-- START OF QUOTED PASSAGE --

After discovering arsenic on the binding of an 1857 edition of Rustic Adornments for Homes of Taste in 2019, Dr. Melissa Tedone co-founded The Poison Book Project, which seeks to identify and catalogue the hazardous tomes in library collections—and help other researchers do the same. Proper scientific testing is the best way to accurately identify arsenic, but Tedone created “color swatch bookmarks which can be used for visual identification of the remarkably consistent hue of emerald green bookcloth when considered in combination with other historical clues.” In cases where these books must be handled, experts recommend wearing nitrile gloves, washing hands, and reading on a hard surface that gets wiped down after reading. Conservators should work with gloves under a chemical fume hood.
12. A Pickle for the Knowing Ones // Timothy Dexter
A Pickle for the Knowing Ones (1802) perfectly matches its eccentric author. Timothy Dexter, born in Massachusetts circa 1747, was famous for, according to legend, being prickly, semiliterate, and exceedingly lucky in his business decisions. He was a self-proclaimed lord who seemed to have little common sense, yet felt compelled to write down a random collection of his thoughts. Dexter’s book is short but incomprehensible thanks to its lack of punctuation and unorthodox spelling. He gave out copies for free and the book became an amusing oddity. In the second edition, he responded to criticism about the missing punctuation by adding a page at the end that consisted of a block of punctuation marks and instructions for the reader to “peper and solt it as they plese.”
13. Gadsby // Ernest Vincent Wright
When writing Gadsby (1939), Ernest Vincent Wright set himself a very particular rule: He couldn’t use the letter E, the most common letter in the English language. Gadsby is often cited as an example of a lipogrammatic novel—a novel written without a specific letter. “The entire manuscript of this story was written with the E type-bar of the typewriter tied down,” Wright claimed (emphasis his) in the book’s introduction.

-- END OF QUOTED PASSAGE --

*SET PROBLEM 1:*
Arrange everything in the entries from the line containing "Annotation task — tag each instance of the faucet" down to the last entry line as a JSON list of strings, one string per line, leaving out any blank lines.

-- START OF SOURCE MATERIAL --

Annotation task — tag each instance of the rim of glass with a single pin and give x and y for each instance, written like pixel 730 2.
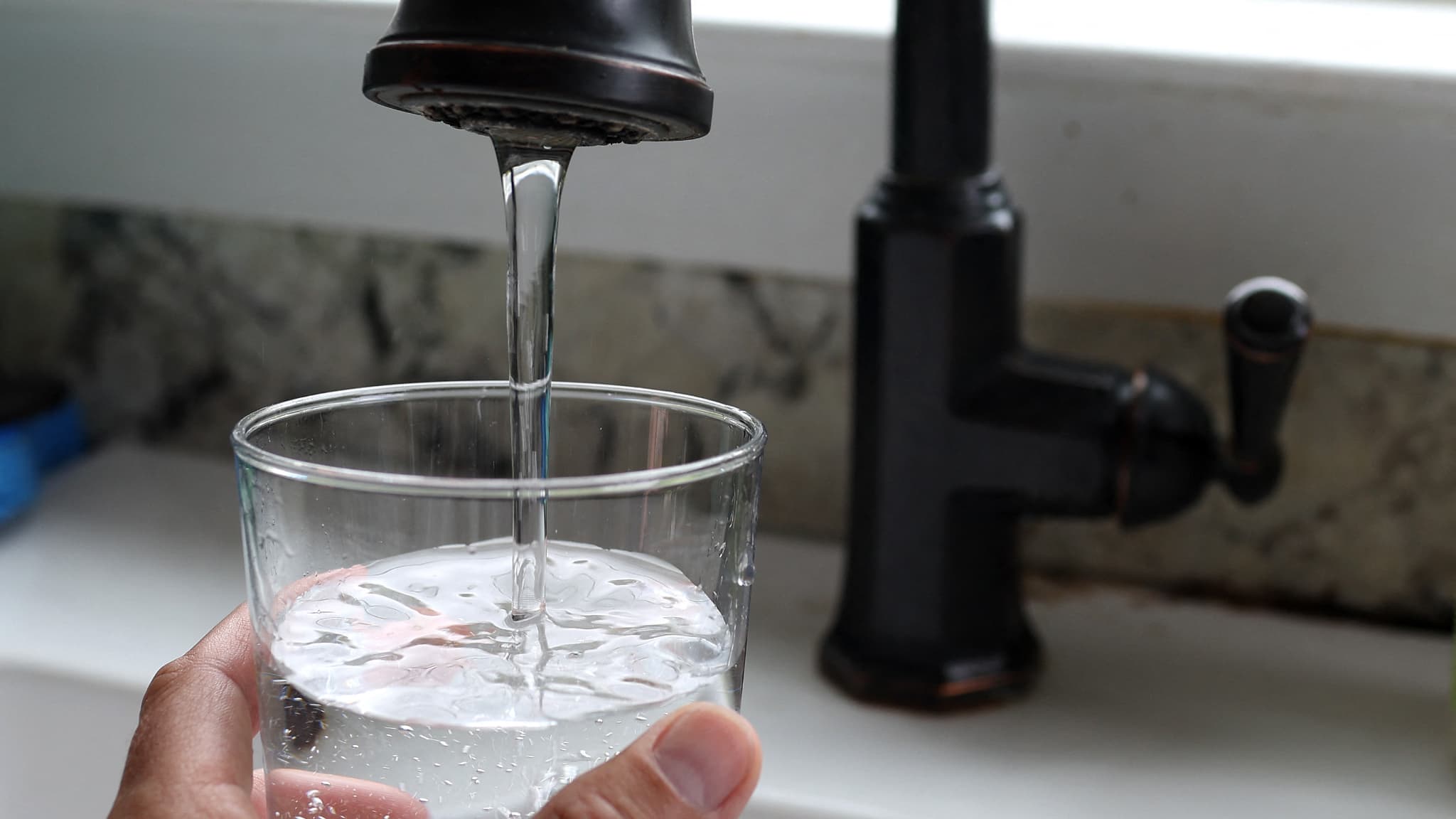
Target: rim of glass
pixel 574 486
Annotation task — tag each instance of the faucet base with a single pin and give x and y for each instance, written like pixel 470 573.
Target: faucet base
pixel 948 687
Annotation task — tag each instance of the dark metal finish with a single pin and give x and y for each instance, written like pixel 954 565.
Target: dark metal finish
pixel 961 432
pixel 558 73
pixel 943 91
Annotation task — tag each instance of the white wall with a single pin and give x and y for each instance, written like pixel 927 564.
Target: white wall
pixel 1157 166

-- END OF SOURCE MATERIAL --

*SET PROBLEM 2:*
According to the passage on unusual books, what did Timothy Dexter add at the end of the second edition of A Pickle for the Knowing Ones?

*RIGHT ANSWER 1:*
[
  "Annotation task — tag each instance of the faucet base with a single pin and give x and y for each instance, written like pixel 470 573.",
  "Target: faucet base",
  "pixel 948 687",
  "Annotation task — tag each instance of the dark metal finish with a single pin and give x and y for each instance, written like pixel 954 565.",
  "Target: dark metal finish",
  "pixel 961 432",
  "pixel 558 73",
  "pixel 943 91",
  "Annotation task — tag each instance of the white wall with a single pin and give x and y for each instance, written like pixel 927 564.",
  "Target: white wall",
  "pixel 1157 166"
]

*RIGHT ANSWER 2:*
A page with a block of punctuation marks and instructions for the reader to "peper and solt it as they plese."